Copy the data below, starting with the line that contains "Target: truck front bumper" and going on through the line that contains "POLYGON ((306 86, 302", requests included, and offset every coordinate in the answers by 98. Leave all other numbers unchanged, and give no lines outside that range.

+++ DATASET ENTRIES

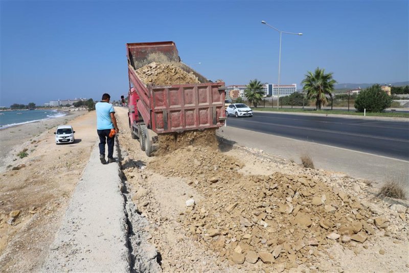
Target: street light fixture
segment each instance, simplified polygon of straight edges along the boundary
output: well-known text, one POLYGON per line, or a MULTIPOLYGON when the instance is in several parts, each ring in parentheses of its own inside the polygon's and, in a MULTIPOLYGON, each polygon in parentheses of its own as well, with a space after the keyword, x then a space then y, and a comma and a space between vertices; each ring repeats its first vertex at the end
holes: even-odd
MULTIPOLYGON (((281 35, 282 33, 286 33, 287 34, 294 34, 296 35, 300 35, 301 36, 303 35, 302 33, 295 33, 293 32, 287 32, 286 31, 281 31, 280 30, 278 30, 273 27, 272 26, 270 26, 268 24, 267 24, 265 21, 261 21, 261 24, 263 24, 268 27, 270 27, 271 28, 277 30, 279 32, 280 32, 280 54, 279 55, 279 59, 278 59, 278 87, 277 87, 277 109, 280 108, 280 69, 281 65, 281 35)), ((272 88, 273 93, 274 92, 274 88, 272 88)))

++++++
+++ DATASET ENTRIES

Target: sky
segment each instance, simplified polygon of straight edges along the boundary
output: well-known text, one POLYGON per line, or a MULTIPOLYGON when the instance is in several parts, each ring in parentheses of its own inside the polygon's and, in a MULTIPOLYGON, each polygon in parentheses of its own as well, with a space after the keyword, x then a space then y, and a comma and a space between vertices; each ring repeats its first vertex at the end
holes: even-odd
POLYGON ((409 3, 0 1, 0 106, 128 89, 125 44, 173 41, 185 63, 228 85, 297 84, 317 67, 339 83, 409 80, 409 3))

++++++
+++ DATASET ENTRIES

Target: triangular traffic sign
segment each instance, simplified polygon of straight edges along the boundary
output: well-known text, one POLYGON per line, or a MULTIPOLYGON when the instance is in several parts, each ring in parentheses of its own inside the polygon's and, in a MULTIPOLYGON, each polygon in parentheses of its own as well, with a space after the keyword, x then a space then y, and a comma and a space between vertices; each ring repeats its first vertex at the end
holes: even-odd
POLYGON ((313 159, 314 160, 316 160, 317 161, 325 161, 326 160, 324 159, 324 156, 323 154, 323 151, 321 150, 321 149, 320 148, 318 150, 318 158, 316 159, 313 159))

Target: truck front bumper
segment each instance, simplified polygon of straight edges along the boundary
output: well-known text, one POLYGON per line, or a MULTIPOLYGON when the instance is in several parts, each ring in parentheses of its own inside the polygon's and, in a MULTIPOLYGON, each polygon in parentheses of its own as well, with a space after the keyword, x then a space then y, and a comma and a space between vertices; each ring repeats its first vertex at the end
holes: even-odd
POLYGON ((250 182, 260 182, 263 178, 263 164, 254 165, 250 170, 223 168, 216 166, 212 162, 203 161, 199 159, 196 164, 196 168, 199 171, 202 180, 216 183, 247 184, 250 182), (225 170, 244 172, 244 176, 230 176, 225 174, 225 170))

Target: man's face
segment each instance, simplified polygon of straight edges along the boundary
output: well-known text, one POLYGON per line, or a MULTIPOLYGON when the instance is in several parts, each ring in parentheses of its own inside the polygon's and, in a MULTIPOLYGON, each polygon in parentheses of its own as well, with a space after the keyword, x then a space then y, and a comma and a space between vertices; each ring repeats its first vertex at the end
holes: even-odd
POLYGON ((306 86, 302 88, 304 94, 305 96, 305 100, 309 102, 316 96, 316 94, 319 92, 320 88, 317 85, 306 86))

++++++

WORKED ANSWER:
Target: truck front bumper
segment each instance, simplified polygon of straight edges along the boundary
output: well-known text, one POLYGON per line, or a MULTIPOLYGON when the instance is in several parts, each ring in parentheses of its own inside the polygon's and, in a MULTIPOLYGON, each polygon in parentheses of its own as well, with a space after the keyword, x then a space then y, and a comma and a space between vertices; each ring repeats its first vertex at the end
holes: even-odd
POLYGON ((348 280, 358 280, 361 276, 361 262, 352 263, 348 268, 321 266, 314 264, 310 260, 301 259, 297 257, 294 262, 294 266, 297 269, 300 278, 314 281, 345 282, 348 280), (323 268, 342 270, 342 274, 328 274, 323 272, 323 268))

Target: man's face
segment each instance, simplified polygon of straight edges along the boundary
output: well-known text, one POLYGON per line, or a MULTIPOLYGON when the instance is in several parts, each ring in parentheses of its own inside the polygon's and, in a MULTIPOLYGON, each polygon in parentheses of its own as well, with a space after the keyword, x then a space then y, and a comma and a space between vertices; each ring repeats its first vertex at the end
holes: even-odd
POLYGON ((404 184, 400 186, 402 192, 403 194, 403 198, 407 200, 414 194, 414 192, 417 190, 418 186, 415 183, 404 184))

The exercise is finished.